(Point-per-instance localization data)
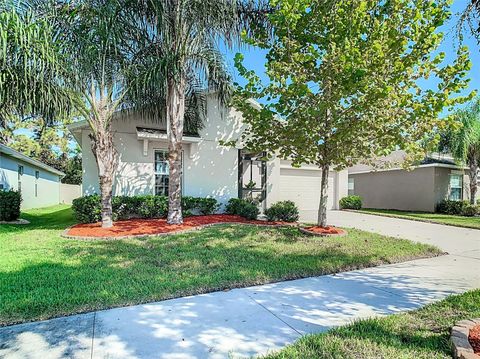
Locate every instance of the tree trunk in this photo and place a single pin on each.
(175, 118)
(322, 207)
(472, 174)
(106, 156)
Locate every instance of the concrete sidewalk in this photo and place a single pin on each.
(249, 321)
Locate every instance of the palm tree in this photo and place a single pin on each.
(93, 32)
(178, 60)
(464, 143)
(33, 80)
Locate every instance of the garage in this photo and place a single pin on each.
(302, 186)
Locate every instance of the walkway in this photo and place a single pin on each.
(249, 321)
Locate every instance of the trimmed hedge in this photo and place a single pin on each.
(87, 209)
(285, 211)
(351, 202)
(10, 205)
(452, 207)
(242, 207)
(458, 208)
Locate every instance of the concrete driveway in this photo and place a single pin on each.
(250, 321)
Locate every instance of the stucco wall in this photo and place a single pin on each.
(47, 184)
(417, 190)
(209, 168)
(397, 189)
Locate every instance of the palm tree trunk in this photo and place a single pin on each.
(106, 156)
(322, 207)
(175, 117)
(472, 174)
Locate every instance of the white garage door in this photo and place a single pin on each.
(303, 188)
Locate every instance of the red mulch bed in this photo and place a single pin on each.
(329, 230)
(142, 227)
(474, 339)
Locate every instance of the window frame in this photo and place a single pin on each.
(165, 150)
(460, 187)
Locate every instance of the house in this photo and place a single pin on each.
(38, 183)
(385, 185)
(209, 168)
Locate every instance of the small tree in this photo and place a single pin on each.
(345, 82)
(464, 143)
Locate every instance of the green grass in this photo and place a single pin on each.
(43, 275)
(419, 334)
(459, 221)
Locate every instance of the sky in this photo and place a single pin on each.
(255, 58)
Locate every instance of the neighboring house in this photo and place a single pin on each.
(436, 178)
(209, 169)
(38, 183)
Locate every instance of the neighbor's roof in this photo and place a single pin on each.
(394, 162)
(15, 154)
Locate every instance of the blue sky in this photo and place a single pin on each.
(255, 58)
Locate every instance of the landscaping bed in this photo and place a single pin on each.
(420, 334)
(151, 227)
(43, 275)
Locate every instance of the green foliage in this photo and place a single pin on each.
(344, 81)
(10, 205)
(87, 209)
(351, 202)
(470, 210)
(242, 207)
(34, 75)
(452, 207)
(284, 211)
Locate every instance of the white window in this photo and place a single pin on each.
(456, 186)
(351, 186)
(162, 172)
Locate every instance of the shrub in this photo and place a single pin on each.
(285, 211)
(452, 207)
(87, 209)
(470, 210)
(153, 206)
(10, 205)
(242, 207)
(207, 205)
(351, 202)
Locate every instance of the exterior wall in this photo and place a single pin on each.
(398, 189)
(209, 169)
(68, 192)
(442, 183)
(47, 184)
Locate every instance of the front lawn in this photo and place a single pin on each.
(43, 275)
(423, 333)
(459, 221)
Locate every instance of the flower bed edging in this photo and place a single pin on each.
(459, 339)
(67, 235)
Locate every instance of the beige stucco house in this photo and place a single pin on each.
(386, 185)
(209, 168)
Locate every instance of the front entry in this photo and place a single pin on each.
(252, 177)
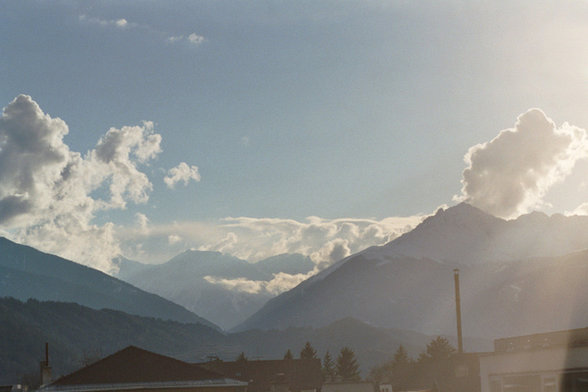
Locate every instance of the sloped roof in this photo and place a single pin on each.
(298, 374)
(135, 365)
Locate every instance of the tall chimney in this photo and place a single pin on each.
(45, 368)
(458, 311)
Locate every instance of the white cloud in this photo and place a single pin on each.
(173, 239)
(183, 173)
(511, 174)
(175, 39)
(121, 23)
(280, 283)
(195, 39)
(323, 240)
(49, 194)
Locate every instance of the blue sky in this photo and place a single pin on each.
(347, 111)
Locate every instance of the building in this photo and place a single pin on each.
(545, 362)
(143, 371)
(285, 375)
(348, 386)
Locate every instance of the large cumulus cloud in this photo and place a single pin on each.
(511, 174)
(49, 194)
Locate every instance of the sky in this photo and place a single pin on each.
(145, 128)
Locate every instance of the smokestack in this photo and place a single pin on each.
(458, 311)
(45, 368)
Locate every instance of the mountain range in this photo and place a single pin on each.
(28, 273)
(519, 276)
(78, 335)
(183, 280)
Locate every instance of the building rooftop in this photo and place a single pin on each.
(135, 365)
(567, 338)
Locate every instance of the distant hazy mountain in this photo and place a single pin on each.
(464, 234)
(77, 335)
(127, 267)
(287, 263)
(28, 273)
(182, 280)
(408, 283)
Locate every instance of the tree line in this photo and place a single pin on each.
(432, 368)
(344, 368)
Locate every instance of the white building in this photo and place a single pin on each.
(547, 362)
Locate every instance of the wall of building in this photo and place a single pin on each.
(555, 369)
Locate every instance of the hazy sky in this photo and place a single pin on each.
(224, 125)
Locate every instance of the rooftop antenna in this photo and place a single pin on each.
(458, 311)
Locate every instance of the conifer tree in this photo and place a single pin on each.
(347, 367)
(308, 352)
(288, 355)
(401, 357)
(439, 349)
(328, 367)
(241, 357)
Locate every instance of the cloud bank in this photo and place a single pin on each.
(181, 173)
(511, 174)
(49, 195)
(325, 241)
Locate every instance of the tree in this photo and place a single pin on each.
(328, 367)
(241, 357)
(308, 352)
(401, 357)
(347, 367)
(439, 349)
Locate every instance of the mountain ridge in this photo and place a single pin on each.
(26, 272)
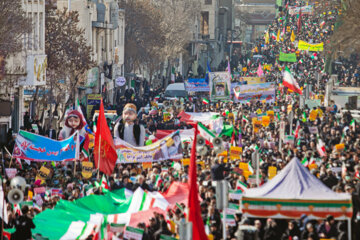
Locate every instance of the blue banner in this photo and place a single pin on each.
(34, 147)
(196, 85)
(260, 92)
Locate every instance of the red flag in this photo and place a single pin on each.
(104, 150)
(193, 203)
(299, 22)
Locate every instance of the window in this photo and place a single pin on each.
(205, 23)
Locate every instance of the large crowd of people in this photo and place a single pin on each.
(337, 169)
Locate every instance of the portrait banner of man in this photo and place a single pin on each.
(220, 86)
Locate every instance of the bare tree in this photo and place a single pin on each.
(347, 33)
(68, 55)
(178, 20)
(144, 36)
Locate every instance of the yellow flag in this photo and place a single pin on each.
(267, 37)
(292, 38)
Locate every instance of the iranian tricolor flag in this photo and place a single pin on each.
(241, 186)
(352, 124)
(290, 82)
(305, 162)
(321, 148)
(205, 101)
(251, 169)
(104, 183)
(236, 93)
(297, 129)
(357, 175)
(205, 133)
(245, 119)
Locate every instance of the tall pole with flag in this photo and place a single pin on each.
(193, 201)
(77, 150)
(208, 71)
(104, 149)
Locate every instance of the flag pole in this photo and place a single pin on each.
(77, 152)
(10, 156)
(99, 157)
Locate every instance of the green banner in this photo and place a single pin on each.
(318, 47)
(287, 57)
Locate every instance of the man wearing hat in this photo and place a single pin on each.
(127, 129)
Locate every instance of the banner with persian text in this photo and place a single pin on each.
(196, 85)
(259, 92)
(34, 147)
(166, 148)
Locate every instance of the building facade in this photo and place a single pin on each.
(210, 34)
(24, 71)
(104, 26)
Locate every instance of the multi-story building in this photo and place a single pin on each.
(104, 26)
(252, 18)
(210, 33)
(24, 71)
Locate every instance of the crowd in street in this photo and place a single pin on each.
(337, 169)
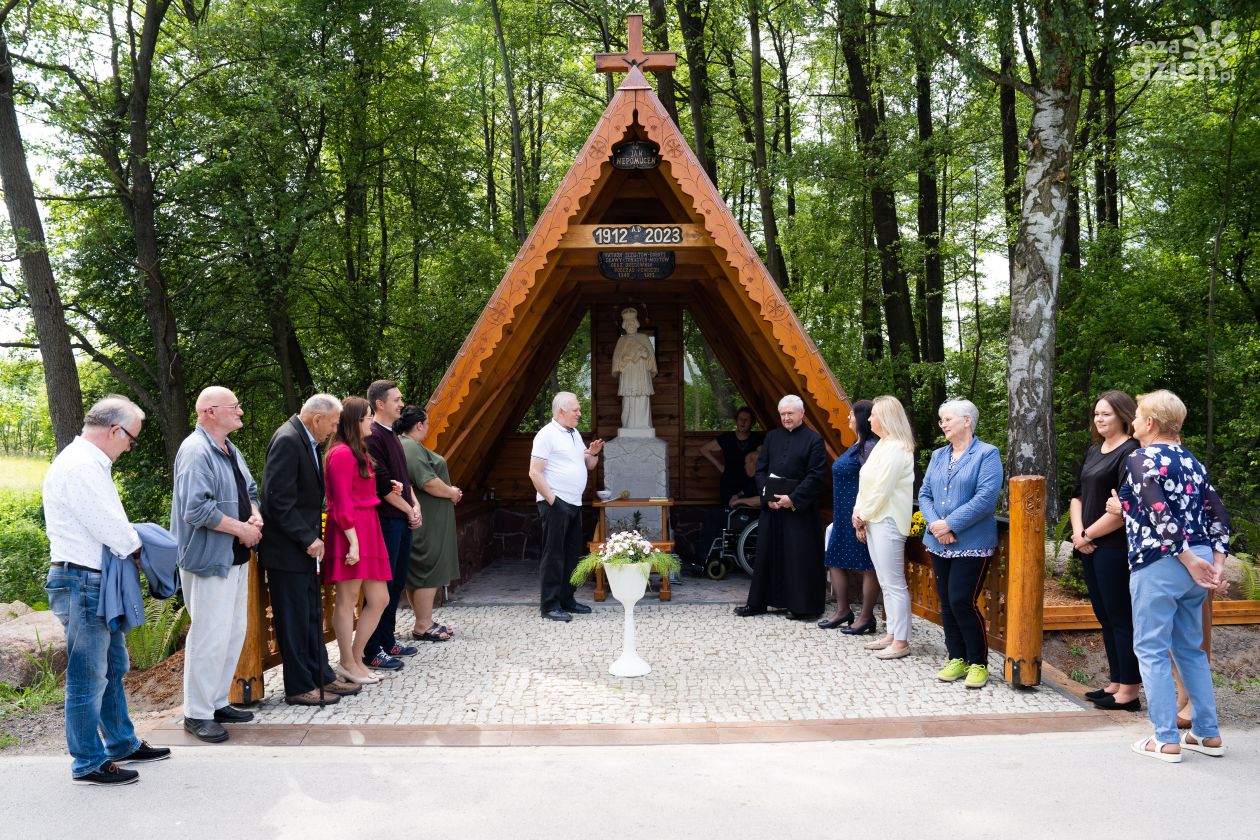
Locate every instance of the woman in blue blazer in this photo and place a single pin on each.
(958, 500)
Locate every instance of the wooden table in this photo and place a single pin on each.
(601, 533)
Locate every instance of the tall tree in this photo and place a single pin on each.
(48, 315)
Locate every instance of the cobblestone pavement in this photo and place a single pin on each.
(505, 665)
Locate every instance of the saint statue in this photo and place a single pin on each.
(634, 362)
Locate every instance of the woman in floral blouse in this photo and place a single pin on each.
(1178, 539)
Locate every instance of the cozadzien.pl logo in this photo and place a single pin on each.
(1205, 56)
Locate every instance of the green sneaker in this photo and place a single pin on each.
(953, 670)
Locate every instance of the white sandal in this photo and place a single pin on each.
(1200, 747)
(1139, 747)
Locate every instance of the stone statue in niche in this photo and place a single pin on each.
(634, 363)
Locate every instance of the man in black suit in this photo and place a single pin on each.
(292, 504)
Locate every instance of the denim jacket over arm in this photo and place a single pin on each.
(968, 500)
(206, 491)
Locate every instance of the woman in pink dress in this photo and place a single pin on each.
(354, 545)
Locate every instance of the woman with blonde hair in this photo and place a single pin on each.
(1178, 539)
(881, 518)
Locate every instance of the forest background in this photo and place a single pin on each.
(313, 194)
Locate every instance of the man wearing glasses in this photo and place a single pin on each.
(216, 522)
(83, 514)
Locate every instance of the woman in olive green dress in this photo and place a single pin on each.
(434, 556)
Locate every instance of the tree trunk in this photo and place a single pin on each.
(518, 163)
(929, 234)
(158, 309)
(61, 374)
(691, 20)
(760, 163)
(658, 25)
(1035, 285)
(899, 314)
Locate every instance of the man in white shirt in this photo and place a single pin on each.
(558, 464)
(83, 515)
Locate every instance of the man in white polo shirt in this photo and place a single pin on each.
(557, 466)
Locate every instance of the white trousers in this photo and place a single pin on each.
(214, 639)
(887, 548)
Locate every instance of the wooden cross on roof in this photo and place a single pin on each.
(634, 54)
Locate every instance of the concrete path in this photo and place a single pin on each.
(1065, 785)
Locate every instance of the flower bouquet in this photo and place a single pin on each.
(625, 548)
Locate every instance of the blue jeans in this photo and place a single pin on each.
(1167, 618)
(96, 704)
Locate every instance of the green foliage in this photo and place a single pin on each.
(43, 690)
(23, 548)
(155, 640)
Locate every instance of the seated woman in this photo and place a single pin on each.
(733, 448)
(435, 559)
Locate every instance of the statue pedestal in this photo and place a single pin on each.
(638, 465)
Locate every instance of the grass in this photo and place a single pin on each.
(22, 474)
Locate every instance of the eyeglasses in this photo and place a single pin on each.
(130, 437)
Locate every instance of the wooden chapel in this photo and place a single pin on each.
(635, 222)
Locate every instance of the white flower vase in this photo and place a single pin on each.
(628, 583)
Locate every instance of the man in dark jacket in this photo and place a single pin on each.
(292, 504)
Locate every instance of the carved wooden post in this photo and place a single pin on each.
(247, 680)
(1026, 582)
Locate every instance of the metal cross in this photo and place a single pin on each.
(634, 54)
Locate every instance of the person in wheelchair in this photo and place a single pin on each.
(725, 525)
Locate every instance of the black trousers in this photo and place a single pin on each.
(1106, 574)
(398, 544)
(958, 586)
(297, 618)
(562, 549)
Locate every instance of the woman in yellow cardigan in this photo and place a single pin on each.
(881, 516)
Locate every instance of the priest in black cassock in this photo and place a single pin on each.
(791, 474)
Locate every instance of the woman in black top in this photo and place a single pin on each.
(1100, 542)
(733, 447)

Action item: When you reach the line containing "Locate every instance of the concrete path" in the data above, retype it and each line after it through the final one, exactly as written.

Exercise answer:
Locate every instance of the concrete path in this photo and place a single pin on each.
(1065, 785)
Locate every instance of the flower bouquet in this photo and place a single pin on each.
(625, 548)
Locate every instance of the blue jeans in this photo and place a single pin on each.
(1167, 618)
(96, 704)
Locate every instance of the green foliage in this photo and place a single pin on each.
(43, 690)
(23, 548)
(155, 640)
Locate every instance of the seated woman in this photo and place a single pin on each.
(733, 448)
(435, 559)
Locate every instance of the statue pedestal in this photo and place a single pin on each.
(638, 465)
Locate every instance of the grass in this photo and place a single pin on each.
(22, 474)
Locate every instance of the eyeglasses in this photo and place a single pin on each.
(130, 437)
Locate every instance of the wooden chapel in this photo and place a single pin on each.
(635, 222)
Locate every instance of the white flower vase in this photo and place a single pin on each.
(628, 583)
Locate every instance of the man in dark jacket in this photo and place a single pin on each.
(292, 504)
Locate every instance of the carved wooden post in this photo and place a single pin on each.
(247, 680)
(1026, 582)
Locate every instance of the metal cross in this photo and place a single pin on each.
(634, 54)
Locate every instance of the person in wheelchair in this photo and place a single pin on each.
(725, 525)
Locate every instance of the black trousers in this photo and place a single pin on each.
(1106, 574)
(398, 544)
(958, 586)
(297, 618)
(562, 549)
Locate every instance of the woman in yellow cardigan in this photo and place a single pin on each.
(881, 516)
Locate every instance of the priest in black cassock in this photo and place a single pin on each.
(791, 474)
Locate every instance of the woman in black top in this photo and place a single pin on each.
(1100, 542)
(733, 447)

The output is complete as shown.